▸ **Aim of the task**
Your reply should be an exact copy of the lines from the one that holds "</instance>" to the end of the data below.

(Data items)
··········

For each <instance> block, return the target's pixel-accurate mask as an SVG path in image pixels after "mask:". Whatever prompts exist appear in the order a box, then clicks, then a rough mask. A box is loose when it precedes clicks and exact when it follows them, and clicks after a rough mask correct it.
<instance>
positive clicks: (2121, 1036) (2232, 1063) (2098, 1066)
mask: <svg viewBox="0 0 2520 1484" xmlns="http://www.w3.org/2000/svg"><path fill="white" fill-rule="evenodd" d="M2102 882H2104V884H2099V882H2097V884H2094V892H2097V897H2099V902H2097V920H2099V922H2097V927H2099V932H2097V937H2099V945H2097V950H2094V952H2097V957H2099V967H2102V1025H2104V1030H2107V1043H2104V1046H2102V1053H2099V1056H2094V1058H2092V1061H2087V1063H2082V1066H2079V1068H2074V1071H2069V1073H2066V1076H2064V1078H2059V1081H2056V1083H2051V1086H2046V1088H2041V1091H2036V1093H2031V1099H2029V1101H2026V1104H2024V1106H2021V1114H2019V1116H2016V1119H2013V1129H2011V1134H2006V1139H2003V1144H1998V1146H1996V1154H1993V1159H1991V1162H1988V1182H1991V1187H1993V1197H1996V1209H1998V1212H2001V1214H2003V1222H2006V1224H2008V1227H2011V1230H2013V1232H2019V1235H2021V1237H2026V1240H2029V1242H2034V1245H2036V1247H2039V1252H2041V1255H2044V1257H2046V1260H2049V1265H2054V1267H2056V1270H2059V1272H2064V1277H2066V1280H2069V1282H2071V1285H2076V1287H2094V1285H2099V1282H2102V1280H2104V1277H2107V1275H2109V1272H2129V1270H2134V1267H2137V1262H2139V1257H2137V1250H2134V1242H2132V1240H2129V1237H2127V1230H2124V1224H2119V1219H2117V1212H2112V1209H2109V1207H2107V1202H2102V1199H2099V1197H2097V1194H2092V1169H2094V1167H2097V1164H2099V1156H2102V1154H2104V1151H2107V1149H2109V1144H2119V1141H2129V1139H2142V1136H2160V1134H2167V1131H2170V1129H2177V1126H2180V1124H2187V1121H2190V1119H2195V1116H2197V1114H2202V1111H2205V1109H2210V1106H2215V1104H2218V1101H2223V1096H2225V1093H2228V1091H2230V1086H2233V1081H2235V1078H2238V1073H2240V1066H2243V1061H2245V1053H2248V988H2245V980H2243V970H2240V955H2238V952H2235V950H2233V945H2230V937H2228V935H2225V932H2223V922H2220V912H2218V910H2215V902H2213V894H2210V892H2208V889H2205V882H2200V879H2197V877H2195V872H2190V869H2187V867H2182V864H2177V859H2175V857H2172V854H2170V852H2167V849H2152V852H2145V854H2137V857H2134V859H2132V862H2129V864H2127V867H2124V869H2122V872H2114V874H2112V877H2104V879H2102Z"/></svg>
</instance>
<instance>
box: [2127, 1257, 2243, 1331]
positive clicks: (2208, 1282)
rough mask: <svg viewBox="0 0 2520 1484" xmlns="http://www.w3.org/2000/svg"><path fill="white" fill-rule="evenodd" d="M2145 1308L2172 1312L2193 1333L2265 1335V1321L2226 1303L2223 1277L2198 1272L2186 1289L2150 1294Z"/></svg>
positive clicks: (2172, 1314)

··········

▸ **Task answer**
</instance>
<instance>
box: [2127, 1257, 2243, 1331]
positive clicks: (2208, 1282)
rough mask: <svg viewBox="0 0 2520 1484" xmlns="http://www.w3.org/2000/svg"><path fill="white" fill-rule="evenodd" d="M2145 1308L2172 1312L2193 1333L2265 1335V1321L2226 1303L2223 1277L2198 1272L2186 1289L2150 1294Z"/></svg>
positive clicks: (2172, 1314)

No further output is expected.